> [DIRECTIONS] From the text on placing cond_resched() in kernel loops, return the stretch from "It not only" through "generates *better* code." word for word.

> [TEXT PASSAGE]
········

I realize that *this* thread might not be making any actual progress
(because it didn't find any dentries to shrink), but since it did find
_a_ dentry that is being shrunk, we know the operation itself - on a
bigger scale - is making progress.
Hmm?
Now, this is independent of the fact that we probably do need a
cond_resched() in shrink_dcache_parent(), to actually do the
reschedule if we're not preemptible. The "need_resched()" in
select_collect() is obviously done while holding
HOWEVER. Even in that case, I don't think shrink_dcache_parent() is
the right point. I'd rather just do it differently in
shrink_dentry_list(): do it even for the empty list case by just doing
it at the top of the loop:
static void shrink_dentry_list(struct list_head *list)
{
- while (!list_empty(list)) {
+ while (cond_resched(), !list_empty(list)) {
struct dentry *dentry, *parent;
- cond_resched();
so my full patch that I would suggest might be TheRightThing(tm) is
attached (but it should be committed as two patches, since the two
issues are independent - I'm just attaching it as one for testing in
case somebody wants to run some nasty workloads on it)
Comments?
Side note: I think we might want to make that
while (cond_resched(), <condition>) {
....
}
thing a pattern for doing cond_resched() in loops, instead of having
the cond_resched() inside the loop itself.
It not only handles the "zero iterations" case, it also ends up being
neutral location-waise wrt 'continue' statements, and potentially
generates *better* code.

········

> [DATA EXTRACT]
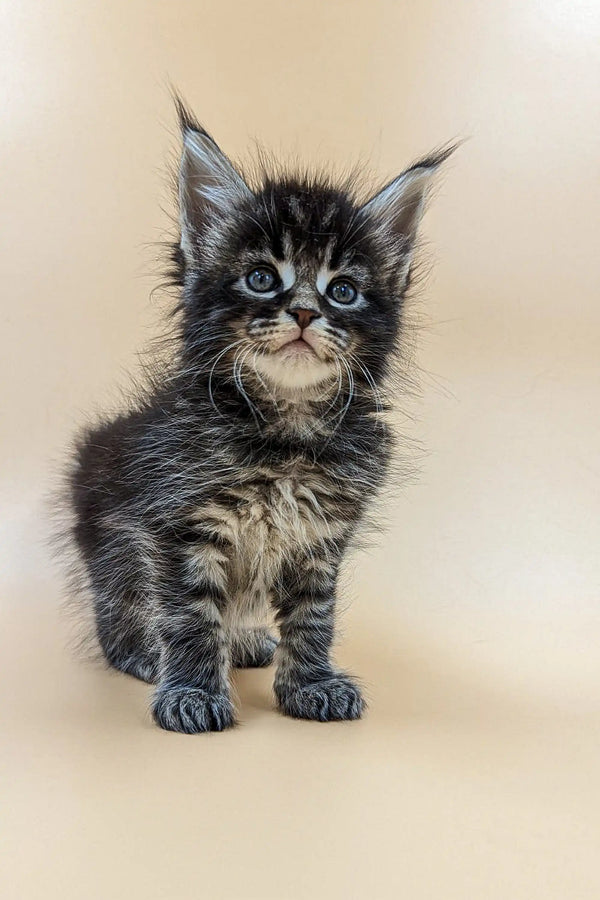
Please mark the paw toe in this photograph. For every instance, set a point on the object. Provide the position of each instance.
(192, 710)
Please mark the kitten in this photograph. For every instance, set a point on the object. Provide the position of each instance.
(236, 484)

········

> [COMPLETE OUTPUT]
It not only handles the "zero iterations" case, it also ends up being
neutral location-waise wrt 'continue' statements, and potentially
generates *better* code.